◆ Work instructions ◆
Gather every line from the items below that contains the word "helmet".

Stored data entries
---+---

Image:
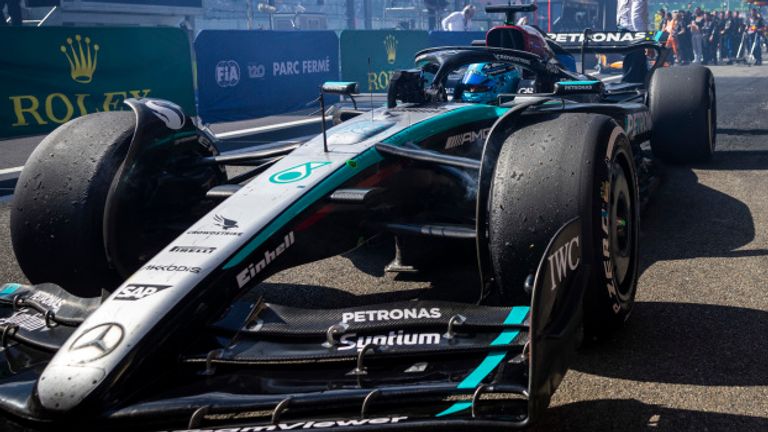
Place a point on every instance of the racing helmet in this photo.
(483, 82)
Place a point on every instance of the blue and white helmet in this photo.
(484, 82)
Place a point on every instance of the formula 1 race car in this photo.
(143, 250)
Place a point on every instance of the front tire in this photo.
(58, 205)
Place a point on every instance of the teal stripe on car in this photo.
(577, 82)
(9, 289)
(515, 317)
(344, 173)
(434, 125)
(414, 133)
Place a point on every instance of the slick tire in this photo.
(684, 114)
(57, 210)
(548, 172)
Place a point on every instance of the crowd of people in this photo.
(713, 37)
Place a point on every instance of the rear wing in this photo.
(618, 42)
(622, 40)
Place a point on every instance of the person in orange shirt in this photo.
(670, 28)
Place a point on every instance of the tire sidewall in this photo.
(608, 302)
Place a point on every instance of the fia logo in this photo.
(227, 73)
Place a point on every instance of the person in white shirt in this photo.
(632, 15)
(459, 20)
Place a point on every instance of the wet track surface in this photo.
(694, 355)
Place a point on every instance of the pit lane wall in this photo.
(50, 75)
(247, 74)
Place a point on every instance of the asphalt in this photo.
(694, 354)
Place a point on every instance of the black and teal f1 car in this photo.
(144, 252)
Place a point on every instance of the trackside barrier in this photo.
(389, 50)
(50, 75)
(439, 38)
(247, 74)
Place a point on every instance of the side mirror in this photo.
(340, 87)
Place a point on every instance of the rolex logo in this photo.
(390, 44)
(82, 58)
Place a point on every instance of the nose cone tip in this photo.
(61, 388)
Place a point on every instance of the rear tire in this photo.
(58, 207)
(683, 109)
(549, 172)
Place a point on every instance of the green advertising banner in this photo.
(388, 50)
(50, 75)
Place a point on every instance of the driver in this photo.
(484, 82)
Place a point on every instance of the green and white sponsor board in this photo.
(50, 75)
(388, 50)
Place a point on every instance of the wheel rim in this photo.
(622, 236)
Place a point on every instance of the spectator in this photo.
(755, 27)
(709, 42)
(728, 36)
(696, 40)
(14, 12)
(632, 15)
(683, 36)
(459, 20)
(671, 24)
(658, 20)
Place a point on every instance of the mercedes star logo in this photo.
(97, 342)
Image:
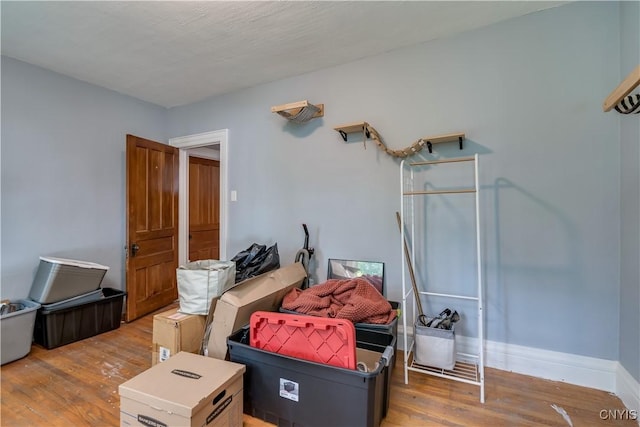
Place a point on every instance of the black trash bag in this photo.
(255, 260)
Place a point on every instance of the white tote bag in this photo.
(200, 281)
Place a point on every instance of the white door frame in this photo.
(184, 143)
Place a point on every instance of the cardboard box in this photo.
(174, 332)
(234, 308)
(186, 390)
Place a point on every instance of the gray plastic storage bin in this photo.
(287, 391)
(59, 279)
(17, 331)
(435, 347)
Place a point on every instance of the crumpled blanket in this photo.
(353, 299)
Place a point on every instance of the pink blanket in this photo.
(353, 299)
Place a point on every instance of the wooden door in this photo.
(152, 226)
(204, 209)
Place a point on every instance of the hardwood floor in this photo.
(77, 385)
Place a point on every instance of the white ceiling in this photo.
(178, 52)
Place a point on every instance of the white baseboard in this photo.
(601, 374)
(628, 390)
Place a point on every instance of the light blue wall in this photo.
(63, 171)
(527, 92)
(630, 200)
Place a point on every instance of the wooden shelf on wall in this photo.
(631, 82)
(291, 110)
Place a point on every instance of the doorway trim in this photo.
(185, 143)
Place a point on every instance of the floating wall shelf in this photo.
(414, 148)
(617, 100)
(299, 112)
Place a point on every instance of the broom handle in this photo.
(410, 266)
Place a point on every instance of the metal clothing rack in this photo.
(469, 368)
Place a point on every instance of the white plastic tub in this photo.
(17, 331)
(59, 279)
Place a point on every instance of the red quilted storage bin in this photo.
(318, 339)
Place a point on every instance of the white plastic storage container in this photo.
(58, 279)
(17, 330)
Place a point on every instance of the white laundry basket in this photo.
(200, 281)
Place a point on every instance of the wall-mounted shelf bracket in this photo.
(430, 140)
(344, 130)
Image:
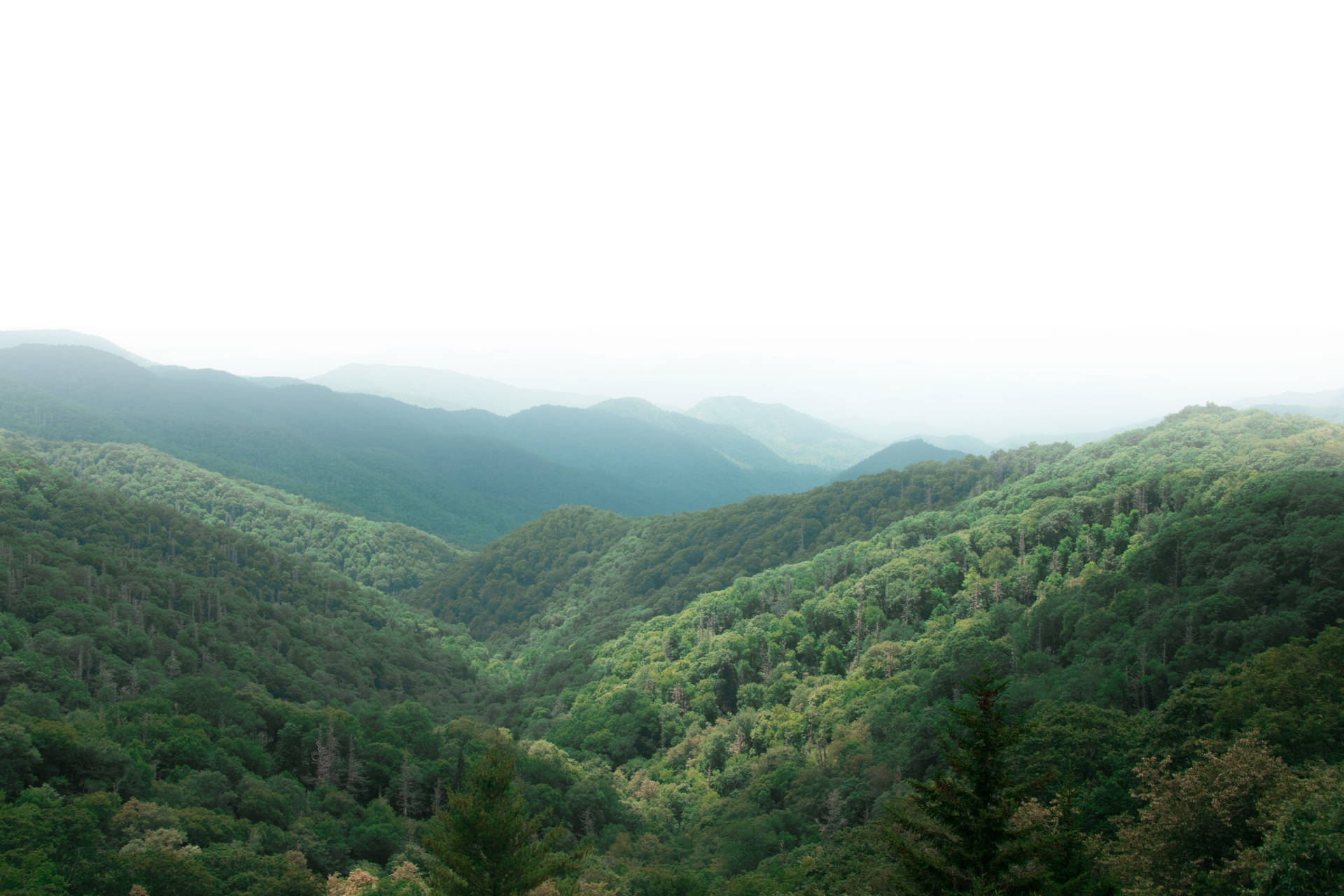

---+---

◆ The result ◆
Place a point on every instance of the racing helmet in this photo.
Place a point on every instance of the blue and white helmet in this photo.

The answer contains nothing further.